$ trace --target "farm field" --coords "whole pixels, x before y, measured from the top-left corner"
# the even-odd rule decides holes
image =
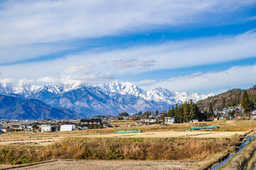
[[[73,170],[80,169],[194,169],[201,162],[189,161],[64,161],[20,167],[17,170],[55,170],[72,167]],[[118,168],[117,168],[118,167]],[[1,170],[1,167],[0,167]]]

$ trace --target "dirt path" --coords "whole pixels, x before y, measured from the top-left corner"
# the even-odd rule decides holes
[[[55,170],[55,169],[194,169],[199,162],[178,161],[65,161],[46,163],[30,166],[12,169],[16,170]]]
[[[229,137],[235,134],[242,135],[244,132],[223,131],[163,131],[138,133],[118,133],[89,135],[88,137]]]

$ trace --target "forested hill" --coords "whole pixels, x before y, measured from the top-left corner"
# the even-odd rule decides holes
[[[256,103],[256,89],[253,87],[246,90],[250,100]],[[229,90],[225,93],[199,101],[196,104],[201,110],[206,110],[210,103],[214,110],[239,106],[241,103],[243,91],[240,89]]]

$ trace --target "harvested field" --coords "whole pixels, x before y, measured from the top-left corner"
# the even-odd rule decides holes
[[[0,145],[0,164],[20,164],[59,159],[87,160],[201,160],[233,152],[239,137],[69,137],[48,146]]]
[[[65,161],[33,165],[12,169],[17,170],[55,170],[66,169],[195,169],[200,162],[179,161]],[[131,168],[132,167],[132,168]],[[1,168],[0,168],[1,169]]]
[[[244,132],[223,132],[223,131],[163,131],[138,133],[118,134],[96,134],[89,135],[87,137],[230,137],[233,135],[240,135]]]
[[[18,145],[48,145],[60,140],[60,137],[49,138],[25,138],[18,140],[2,140],[0,144],[18,144]]]

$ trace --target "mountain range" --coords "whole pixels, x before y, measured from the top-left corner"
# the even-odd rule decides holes
[[[50,84],[35,86],[0,84],[0,94],[19,98],[35,98],[52,107],[67,108],[80,117],[117,115],[121,112],[167,110],[176,103],[194,102],[213,94],[172,92],[157,87],[145,91],[130,82],[113,81],[94,86],[86,83]]]
[[[77,115],[63,108],[51,107],[34,98],[0,95],[0,118],[4,119],[75,118]]]

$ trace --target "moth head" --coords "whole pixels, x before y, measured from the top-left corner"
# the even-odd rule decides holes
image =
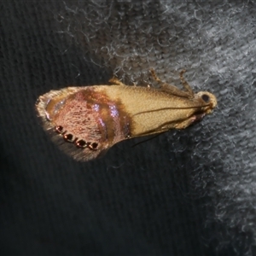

——

_What the task asks_
Rescale all the records above by copying every line again, trace commands included, with each polygon coordinate multiplied by 0.3 and rounded to a whole number (halves go up). Leave the pictures out.

_Final result_
$ trace --target "farm field" --coords "whole pixels, x before y, measured from the top-left corner"
# the even-odd rule decides holes
image =
[[[22,51],[24,51],[58,51],[60,49],[57,48],[19,48],[6,50],[5,51],[17,51],[22,50]],[[35,50],[35,50],[35,50]],[[0,51],[0,50],[0,50]]]

$ trace --target "dirt path" --coords "whole pixels, x before y, measured from the top-left corner"
# the even-odd rule decides holes
[[[17,51],[17,51],[58,51],[60,49],[53,48],[20,48],[14,49],[9,50],[4,51],[5,51]]]
[[[69,41],[71,40],[73,41],[73,40],[67,39],[49,39],[41,40],[35,40],[27,41],[26,41]]]

$ trace --target "forested hill" --coords "whole pixels, x before y, measured from the top-left corner"
# the even-odd rule decides holes
[[[77,31],[77,27],[76,26],[74,27],[75,30]],[[69,27],[68,28],[60,30],[59,31],[60,33],[62,33],[63,31],[64,33],[72,32],[72,31],[73,27],[72,27]]]

$ trace --target "harvested field" --coords "whole pixels, x before y, measured from the top-left corner"
# the even-odd rule decides holes
[[[0,44],[0,49],[6,49],[18,48],[26,48],[60,48],[70,46],[72,41],[21,41],[14,44]]]
[[[20,48],[10,50],[4,51],[5,51],[17,51],[20,51],[59,51],[60,49],[54,48]],[[39,50],[40,50],[40,50]],[[0,50],[0,50],[0,51]]]
[[[73,40],[67,40],[67,39],[49,39],[41,40],[35,40],[29,40],[27,41],[26,41],[69,41],[70,41],[72,41]]]
[[[5,44],[14,44],[18,42],[18,41],[15,41],[8,41],[5,42],[1,42],[0,43],[5,43]]]

$ trace --target "mountain range" --coords "whole pixels, x before y, measured from the top-left corner"
# the even-odd rule decides holes
[[[15,25],[11,26],[0,25],[0,28],[6,29],[11,29],[16,32],[20,32],[24,35],[35,35],[36,34],[50,33],[53,31],[58,31],[64,28],[52,28],[47,26],[44,27],[39,25],[34,24],[28,26],[26,25]]]
[[[23,35],[19,32],[15,32],[10,29],[0,29],[0,35],[1,36],[23,35]]]

$ trace --target "moth head" --coords "whole pixels, x before y, measured from the top-left corner"
# the even-odd rule decides holes
image =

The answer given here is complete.